_Exercise task A_
From the interview below, list every filmmaker the director names as evidence of Slovak cinema's international successes.
_Exercise task B_
Reproduce the passage of the interview below between "You came to" and "play in this?", inclusive.

_Document_
-.-.-
The film career of Ivan Ostrochovský was launched with a documentary about Slovak composer Ilja Zeljenka, a short film that was impressive mainly thanks to its wonderful mix of matter-of-factness and sensitivity. Other films by Ostrochovský have a similar tension – either between humour and seriousness as in Velvet Terrorists, coyness and explicitness as in Koza or between fear and courage in his latest film, the obsessively beautiful Servants. It will receive its world première at the Berlinale where the director’s two previous films were also screened.
You came to cinema via audio-visual studies, you even have a PhD. from it. How did you actually become a film director?
That I’ve become a director remains strange to me even to this very day. My drunken friend nicknamed Chimney gave me the advice to apply to the film school – actually, I realise that I haven’t ever thanked him for it. So I would like to thank him in this way.
When you started making your first films, stable production companies and systematic support for independent audiovision were lacking in Slovakia. Many filmmakers produced the films they were making on their own, without any external support. You established your own company at that time too and you started to make documentary series for television. How do you perceive your production beginnings? What role did the Audiovisual Fund and the stabilisation of support for audiovision after 2009 play in this?
To be a producer is the only option for making films the way I want to. In essence, it’s a necessity. I don’t think you would find a producer with common sense who would approve of the way I shoot films. That is to say, first I shoot the entire film as if in a “rough version” and then I shoot the entire film all over again.
I’ve been producing films since 2004. The AVF has been operating since 2009. I think that the establishment of the Audiovisual Fund changed everything in Slovakia. Slovak cinema has recorded a huge upsurge, qualitative and quantitative, in the ten years of its functioning. The international successes of Peter Kerekes, Juraj Lehotský, Marko Škop, Mira Fornay, Zuzana Liová, Iveta Grófová and others are clear evidence of that. Of course, it is also important that films were made that managed to appeal to Slovak audiences and to renew interest in our cinema at home.
You made Velvet Terrorists, your first full-length project for cinemas, together with Peter Kerekes and Palo Pekarčík. Your full-length début Koza was made in close collaboration with screenwriter Marek Leščák and with a substantial input by cinematographer Martin Kollar. One thing I know about you is that you consult several editors at once about the montage of your films. So you are a team player. How does your creative team work? And how does your collaboration with film directors look when you are exclusively in the role of a producer?
I’ll start from the last point. When I produce a film for another director, I’m largely collaborating with friends, so I try to create the best possible conditions for work. I have a rule not to go to the shooting or into the editing room if I’m not expressly asked to do so. I know from experience that it can only end up in two ways. Either I get angry that the film is not good enough or I get jealous as a director that it is too good. That is why I don’t like to be in the position of producer and, in essence, I don’t even feel like one. I perform the activities that are usually carried out by producers and I bear the main responsibility for the project, yet I still don’t feel like a producer. Just as I don’t feel like a cleaning lady when I vacuum the office or wash the dishes from time to time. In short, I do whatever is necessary at the given moment in the “hole” – which is what we call our workplace – and, unfortunately, sometimes it is the tasks of a producer.
-.-.-
_Excerpted records_
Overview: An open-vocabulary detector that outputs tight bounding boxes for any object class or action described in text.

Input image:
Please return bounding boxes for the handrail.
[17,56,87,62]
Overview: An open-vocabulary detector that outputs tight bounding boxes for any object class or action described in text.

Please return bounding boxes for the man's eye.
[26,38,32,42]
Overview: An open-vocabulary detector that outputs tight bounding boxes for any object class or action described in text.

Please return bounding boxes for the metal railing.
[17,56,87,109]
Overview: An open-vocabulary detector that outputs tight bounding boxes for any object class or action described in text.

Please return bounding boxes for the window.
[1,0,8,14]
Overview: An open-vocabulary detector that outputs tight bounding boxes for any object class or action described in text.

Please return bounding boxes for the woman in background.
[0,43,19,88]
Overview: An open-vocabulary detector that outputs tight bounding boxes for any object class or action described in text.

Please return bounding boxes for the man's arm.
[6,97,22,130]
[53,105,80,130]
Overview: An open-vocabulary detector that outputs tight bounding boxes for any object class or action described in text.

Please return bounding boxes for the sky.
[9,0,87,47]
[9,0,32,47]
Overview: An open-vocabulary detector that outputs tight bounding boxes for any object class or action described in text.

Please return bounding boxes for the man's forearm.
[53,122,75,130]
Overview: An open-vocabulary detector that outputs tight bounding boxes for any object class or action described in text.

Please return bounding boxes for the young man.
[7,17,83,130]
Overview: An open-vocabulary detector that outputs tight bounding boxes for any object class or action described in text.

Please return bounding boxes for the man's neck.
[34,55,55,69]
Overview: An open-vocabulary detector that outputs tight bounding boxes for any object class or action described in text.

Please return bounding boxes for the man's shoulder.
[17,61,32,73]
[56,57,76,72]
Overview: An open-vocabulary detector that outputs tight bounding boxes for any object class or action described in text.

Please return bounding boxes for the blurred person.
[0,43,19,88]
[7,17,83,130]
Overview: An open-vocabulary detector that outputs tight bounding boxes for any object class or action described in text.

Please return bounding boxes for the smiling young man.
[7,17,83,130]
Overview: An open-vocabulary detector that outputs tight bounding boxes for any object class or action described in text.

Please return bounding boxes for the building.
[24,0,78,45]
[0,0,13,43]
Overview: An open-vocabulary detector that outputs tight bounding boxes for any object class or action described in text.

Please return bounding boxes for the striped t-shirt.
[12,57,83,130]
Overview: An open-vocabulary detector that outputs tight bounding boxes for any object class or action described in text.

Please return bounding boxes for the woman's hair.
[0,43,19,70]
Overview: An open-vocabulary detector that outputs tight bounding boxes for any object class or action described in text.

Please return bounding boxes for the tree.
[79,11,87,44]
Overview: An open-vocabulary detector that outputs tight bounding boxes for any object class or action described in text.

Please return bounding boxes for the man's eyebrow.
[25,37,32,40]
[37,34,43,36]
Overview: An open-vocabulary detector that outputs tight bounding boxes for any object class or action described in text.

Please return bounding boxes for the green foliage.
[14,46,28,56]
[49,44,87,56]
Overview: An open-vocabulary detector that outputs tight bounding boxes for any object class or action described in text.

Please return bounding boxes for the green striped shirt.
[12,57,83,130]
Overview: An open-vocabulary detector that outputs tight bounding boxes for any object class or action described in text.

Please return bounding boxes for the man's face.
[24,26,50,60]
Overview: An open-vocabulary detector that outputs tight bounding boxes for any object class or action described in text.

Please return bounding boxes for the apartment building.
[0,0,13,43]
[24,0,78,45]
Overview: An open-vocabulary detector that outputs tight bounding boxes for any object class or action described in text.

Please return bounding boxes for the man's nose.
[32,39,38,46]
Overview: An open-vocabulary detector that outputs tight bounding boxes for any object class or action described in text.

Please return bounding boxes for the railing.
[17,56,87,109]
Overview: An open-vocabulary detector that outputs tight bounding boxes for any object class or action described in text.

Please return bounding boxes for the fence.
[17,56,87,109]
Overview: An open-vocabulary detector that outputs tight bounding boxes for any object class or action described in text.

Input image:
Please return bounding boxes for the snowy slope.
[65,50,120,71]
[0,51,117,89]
-.-.-
_Task response A_
Peter Kerekes
Juraj Lehotský
Marko Škop
Mira Fornay
Zuzana Liová
Iveta Grófová

_Task response B_
You came to cinema via audio-visual studies, you even have a PhD. from it. How did you actually become a film director?
That I’ve become a director remains strange to me even to this very day. My drunken friend nicknamed Chimney gave me the advice to apply to the film school – actually, I realise that I haven’t ever thanked him for it. So I would like to thank him in this way.
When you started making your first films, stable production companies and systematic support for independent audiovision were lacking in Slovakia. Many filmmakers produced the films they were making on their own, without any external support. You established your own company at that time too and you started to make documentary series for television. How do you perceive your production beginnings? What role did the Audiovisual Fund and the stabilisation of support for audiovision after 2009 play in this?